**Given exercise**.
Edit the items below by changing every "drop a marker on" to "place a point on". Leave everything else as it is.

##### Entries

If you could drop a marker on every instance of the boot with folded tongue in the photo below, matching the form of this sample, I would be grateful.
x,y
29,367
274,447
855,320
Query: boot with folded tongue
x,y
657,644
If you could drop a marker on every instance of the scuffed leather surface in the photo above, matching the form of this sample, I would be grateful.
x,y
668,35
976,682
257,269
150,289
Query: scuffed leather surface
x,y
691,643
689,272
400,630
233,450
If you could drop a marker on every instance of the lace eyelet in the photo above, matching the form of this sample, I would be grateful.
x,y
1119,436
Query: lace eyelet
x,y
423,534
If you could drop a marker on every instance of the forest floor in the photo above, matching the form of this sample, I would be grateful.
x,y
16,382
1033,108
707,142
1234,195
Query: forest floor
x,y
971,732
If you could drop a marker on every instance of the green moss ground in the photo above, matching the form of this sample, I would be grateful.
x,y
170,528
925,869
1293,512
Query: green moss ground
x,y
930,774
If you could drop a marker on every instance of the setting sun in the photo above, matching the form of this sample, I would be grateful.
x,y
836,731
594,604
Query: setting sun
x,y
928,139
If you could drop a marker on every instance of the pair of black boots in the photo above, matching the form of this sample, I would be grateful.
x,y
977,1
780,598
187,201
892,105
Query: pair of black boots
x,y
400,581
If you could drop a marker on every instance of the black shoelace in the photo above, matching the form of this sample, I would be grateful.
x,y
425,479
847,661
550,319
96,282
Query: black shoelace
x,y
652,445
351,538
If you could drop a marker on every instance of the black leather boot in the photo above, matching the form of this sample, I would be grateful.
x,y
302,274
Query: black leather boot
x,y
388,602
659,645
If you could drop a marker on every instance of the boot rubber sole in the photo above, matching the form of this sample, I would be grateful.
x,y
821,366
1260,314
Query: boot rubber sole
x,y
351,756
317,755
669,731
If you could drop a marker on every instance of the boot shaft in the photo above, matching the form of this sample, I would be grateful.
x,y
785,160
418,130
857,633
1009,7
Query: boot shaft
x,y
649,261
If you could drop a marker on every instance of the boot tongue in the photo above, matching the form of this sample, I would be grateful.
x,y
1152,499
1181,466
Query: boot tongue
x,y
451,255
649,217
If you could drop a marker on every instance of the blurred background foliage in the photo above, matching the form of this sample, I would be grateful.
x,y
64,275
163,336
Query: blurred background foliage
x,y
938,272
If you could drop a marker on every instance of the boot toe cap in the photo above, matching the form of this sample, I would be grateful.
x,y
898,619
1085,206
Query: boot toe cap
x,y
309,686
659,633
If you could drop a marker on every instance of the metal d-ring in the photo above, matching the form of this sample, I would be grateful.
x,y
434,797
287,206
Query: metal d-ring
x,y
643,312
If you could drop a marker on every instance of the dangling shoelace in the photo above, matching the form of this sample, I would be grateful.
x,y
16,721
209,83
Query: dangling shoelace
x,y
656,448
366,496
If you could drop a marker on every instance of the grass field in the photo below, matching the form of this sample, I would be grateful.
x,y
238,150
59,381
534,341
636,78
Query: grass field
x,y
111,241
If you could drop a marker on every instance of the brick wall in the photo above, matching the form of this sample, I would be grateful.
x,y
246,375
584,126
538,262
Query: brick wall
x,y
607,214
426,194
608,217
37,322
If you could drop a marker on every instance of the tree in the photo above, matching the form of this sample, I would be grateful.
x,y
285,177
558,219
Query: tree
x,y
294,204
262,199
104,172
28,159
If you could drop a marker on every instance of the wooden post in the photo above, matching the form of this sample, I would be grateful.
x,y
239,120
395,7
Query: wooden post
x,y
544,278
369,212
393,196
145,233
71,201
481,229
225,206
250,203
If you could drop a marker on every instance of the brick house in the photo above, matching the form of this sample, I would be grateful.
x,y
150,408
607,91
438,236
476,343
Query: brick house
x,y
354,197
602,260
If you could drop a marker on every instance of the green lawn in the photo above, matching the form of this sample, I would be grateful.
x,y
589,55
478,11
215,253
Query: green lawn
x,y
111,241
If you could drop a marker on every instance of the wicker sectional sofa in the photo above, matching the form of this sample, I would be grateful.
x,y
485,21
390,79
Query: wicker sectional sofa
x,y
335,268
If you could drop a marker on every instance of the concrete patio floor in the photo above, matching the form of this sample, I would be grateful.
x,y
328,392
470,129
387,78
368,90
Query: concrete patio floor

##########

**Solution**.
If you could place a point on every instance of the boot with folded tongue in the photo below, matching the form of this sample, I would be grateful.
x,y
29,367
274,447
855,320
Query: boot with folded tongue
x,y
657,644
If you could place a point on every instance of the scuffed leather surface in the photo above, matching the form of this sample, I would be grateful.
x,y
668,35
976,682
257,269
150,289
Query: scuffed leather surface
x,y
691,643
689,272
400,630
233,450
If you could place a point on every instance of the lace eyelet in the photo above, matching the form of this sample, I would be grateful.
x,y
1119,436
Query: lace eyelet
x,y
423,534
If you could place a point on every instance of the forest floor in the photo above, matching the form of this sample, I would be grateful.
x,y
16,382
1033,108
707,142
1234,195
Query: forest floor
x,y
971,732
If you could place a point on every instance of the green moss ground in the photo above, matching the form of this sample, I would be grateful.
x,y
170,528
925,869
1293,512
Query: green moss ground
x,y
930,774
If you could place a point on every instance of the setting sun in the photo above, matching the form of this sample, I would be grateful.
x,y
836,731
594,604
Query: setting sun
x,y
928,139
If you could place a point on every instance of the pair of black boots in the photo above, matching the form of this sample, I would be grateful.
x,y
977,1
780,598
187,201
892,105
Query: pair of black boots
x,y
400,581
If you could place a point on every instance of the black shoelace in the photo above, matching the form of this sample, I would be grateful.
x,y
425,479
847,661
550,319
96,282
Query: black shoelace
x,y
652,445
351,538
If you could place a point on every instance of the black leather boot in the photo above, matching the form of this sample, I would be grateful.
x,y
302,274
Query: black leather boot
x,y
388,602
659,645
If you could place a point on every instance of the boot rubber sole in the photo above, matching the form of this sample, I would be grateful.
x,y
821,366
1260,314
Query: boot rubber sole
x,y
351,756
317,755
669,731
If you could place a point on every instance of the boot shaft in the photo above, matching the form of this sample, I would be grateful.
x,y
785,160
418,130
857,633
1009,7
Query: boot shaft
x,y
649,261
If you could place a point on every instance of the boot tongue in the photo above, matching the form of this sample, I would be grateful.
x,y
1152,499
1181,466
Query: boot tongue
x,y
451,255
649,217
If you could place a point on every instance of the blurred background foliage in the photo above, matching the form of this sample, I would be grateful.
x,y
64,275
163,336
Query: blurred background foliage
x,y
938,272
If you could place a point on every instance of the boot toe cap in the photo above, matching the form of this sample, I would be grateful.
x,y
898,619
1085,206
Query: boot toe cap
x,y
309,686
659,633
If you could place a point on every instance of the metal d-ring in the photo above, matching the form of this sample, I would be grateful.
x,y
434,797
287,206
Query: metal d-ring
x,y
643,312
If you could place a point on every instance of the dangling shoelace in the photo above, matching the form of this sample, I would be grateful.
x,y
16,721
209,83
Query: dangling shoelace
x,y
656,448
366,496
If you could place a point on every instance of the grass field in the photo below, matching the form of this sample, I would be grateful.
x,y
238,150
59,381
534,341
636,78
Query: grass field
x,y
111,241
If you could place a point on every instance of the brick wall in the photo above, matching the form of this sample, I would be grateful.
x,y
246,375
584,126
538,262
Query: brick wall
x,y
607,214
426,194
608,217
37,322
If you could place a point on every instance of the tree in the photo above, matching the form of this sample, I would be grateful.
x,y
285,177
558,219
Query: tree
x,y
294,204
262,199
104,172
28,159
If you could place a point on every instance of the wooden post in the photo above, matching the form of this sample, I would be grateful.
x,y
239,120
395,7
Query: wooden post
x,y
544,278
369,212
393,196
145,233
71,201
481,229
225,206
250,203
If you could place a point on every instance of the brick house in the photo above, matching the form of this sample, I would be grateful.
x,y
150,408
607,91
438,236
476,343
Query: brick house
x,y
354,197
602,260
If you could place a point on every instance of the green lawn in the photo above, matching the form of this sample, I would be grateful.
x,y
589,55
478,11
215,253
Query: green lawn
x,y
111,241
If you could place a point on every instance of the wicker sectional sofa in the photo above, matching the form of this sample, I would be grateful.
x,y
485,21
390,79
Query: wicker sectional sofa
x,y
335,268
If you could place a point on every instance of the concrete patio floor in the photo above, matching the form of this sample, I would be grateful.
x,y
328,392
470,129
387,78
368,90
Query: concrete patio floor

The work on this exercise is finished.